» Short task 1: In the forum thread about the contract climber, what does treeslayer say his crew bids out of?

# contract climber seeking work on East Coast



## treeslayer

I'm looking, have a good GM and everything needed to go to work.

Dave


----------



## treemandan

I perfer Ford guys, sorry.


----------



## treeslayer

treemandan said:


> I perfer Ford guys, sorry.



you wouldn't like us then, we bid out of a benz.........


----------



## treemandan

treeslayer said:


> you wouldn't like us then, we bid out of a benz.........



Nah, I love ya bro, wish I had something for ya. But you are probably cheek deep in by now anyway, at least you will be shortly.Storms a brewin.


----------



## treeslayer

going to road tripping to VA next week I think, going to visit some guys on the way. anybody want some short term help?


----------



## Blakesmaster

treeslayer said:


> going to road tripping to VA next week I think, going to visit some guys on the way. anybody want *a short term drinking buddy*?



Sure bro, come on up. lol If I have work then I'll use you but I can't guarantee anything.


----------



## treeslayer

Originally *NOT* Posted by treeslayer 
going to road tripping to VA next week I think, going to visit some guys on the way. anybody want a short term drinking buddy?



Blakesmaster said:


> Sure bro, come on up. lol If I have work then I'll use you but I can't guarantee anything.




not coming to drink, but work and see my kids. and I don't like being misquoted.


----------



## Blakesmaster

treeslayer said:


> Originally *NOT* Posted by treeslayer
> going to road tripping to VA next week I think, going to visit some guys on the way. anybody want a short term drinking buddy?
> 
> 
> 
> 
> not coming to drink, but work and see my kids. and I don't like being misquoted.



I was just inviting you up for a coupla beers, bro. Relax.


----------



## treeslayer

Blakesmaster said:


> I was just inviting you up for a coupla beers, bro. Relax.



well dang bro, looks like a via point on the GPS.


----------



## Blakesmaster

Plug it in. Like I said, I don't have a big work load now, but ya never know.


----------



## treeslayer

my phone is ringing off the hook today, go figure......


----------



## treemandan

treeslayer said:


> Originally *NOT* Posted by treeslayer
> going to road tripping to VA next week I think, going to visit some guys on the way. anybody want a short term drinking buddy?
> 
> 
> 
> 
> not coming to drink, but work and see my kids. and I don't like being misquoted.



I thought it was a pretty smart joke but possibly in subjective poor taste. I think I could use a short term drinking buddy though.


----------



## treeslayer

He got me good.


----------



## jordano

come to ct? whats your phone number?


----------



## tree MDS

jordano said:


> come to ct? whats your phone number?



What do you need a "contract climber" for?? You can't climb your own trees? .. or are you just that busy?

BTW: welcome the the site!


----------



## treeclimber101

tree MDS said:


> What do you need a "contract climber" for?? You can't climb your own trees? .. or are you just that busy?
> 
> BTW: welcome the the site!



Don't be jealous that he's busier than you


----------



## treeslayer

he knows I'm a good drinking buddy.

pm sent.


----------



## jordano

actually i was hoping to get off the jobsites a little more to find more work. if i took someone on they would spend most of their time in the bucket, but would need to be able to climb when necessary. what part of ct are you from?


----------



## tree MDS

jordano said:


> actually i was hoping to get off the jobsites a little more to find more work. if i took someone on they would spend most of their time in the bucket, but would need to be able to climb when necessary. what part of ct are you from?



Northwest corner. You?


----------

Contour labeling listing:
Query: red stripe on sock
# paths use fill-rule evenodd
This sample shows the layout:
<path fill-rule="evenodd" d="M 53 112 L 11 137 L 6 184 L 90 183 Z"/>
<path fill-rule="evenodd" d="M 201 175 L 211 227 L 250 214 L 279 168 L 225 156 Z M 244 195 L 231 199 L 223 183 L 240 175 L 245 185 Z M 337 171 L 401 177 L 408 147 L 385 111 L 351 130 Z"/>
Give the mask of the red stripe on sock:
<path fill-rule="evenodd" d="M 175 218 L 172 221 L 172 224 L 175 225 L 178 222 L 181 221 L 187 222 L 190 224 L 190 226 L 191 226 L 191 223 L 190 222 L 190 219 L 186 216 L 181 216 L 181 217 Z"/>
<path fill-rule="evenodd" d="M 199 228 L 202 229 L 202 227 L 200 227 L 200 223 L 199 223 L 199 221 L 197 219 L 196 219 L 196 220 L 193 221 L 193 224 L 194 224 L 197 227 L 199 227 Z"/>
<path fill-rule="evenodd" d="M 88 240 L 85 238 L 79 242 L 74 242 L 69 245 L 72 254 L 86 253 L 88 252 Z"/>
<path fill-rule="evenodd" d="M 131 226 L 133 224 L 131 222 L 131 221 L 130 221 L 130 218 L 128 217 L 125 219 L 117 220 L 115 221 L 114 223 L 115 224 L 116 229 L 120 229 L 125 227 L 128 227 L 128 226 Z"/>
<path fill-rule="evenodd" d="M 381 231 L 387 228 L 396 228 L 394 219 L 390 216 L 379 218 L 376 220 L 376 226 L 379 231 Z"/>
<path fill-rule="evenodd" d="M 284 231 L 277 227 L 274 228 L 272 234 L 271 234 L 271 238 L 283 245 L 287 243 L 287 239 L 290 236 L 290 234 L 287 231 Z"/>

» Short task 2: Arrange the lines of the listing, from its first line through the line containing "201 175 L 211", as a numbered list, leaving out any blank lines.

» Complete answer 1: A Benz.

» Complete answer 2:
1. Query: red stripe on sock
2. # paths use fill-rule evenodd
3. This sample shows the layout:
4. <path fill-rule="evenodd" d="M 53 112 L 11 137 L 6 184 L 90 183 Z"/>
5. <path fill-rule="evenodd" d="M 201 175 L 211 227 L 250 214 L 279 168 L 225 156 Z M 244 195 L 231 199 L 223 183 L 240 175 L 245 185 Z M 337 171 L 401 177 L 408 147 L 385 111 L 351 130 Z"/>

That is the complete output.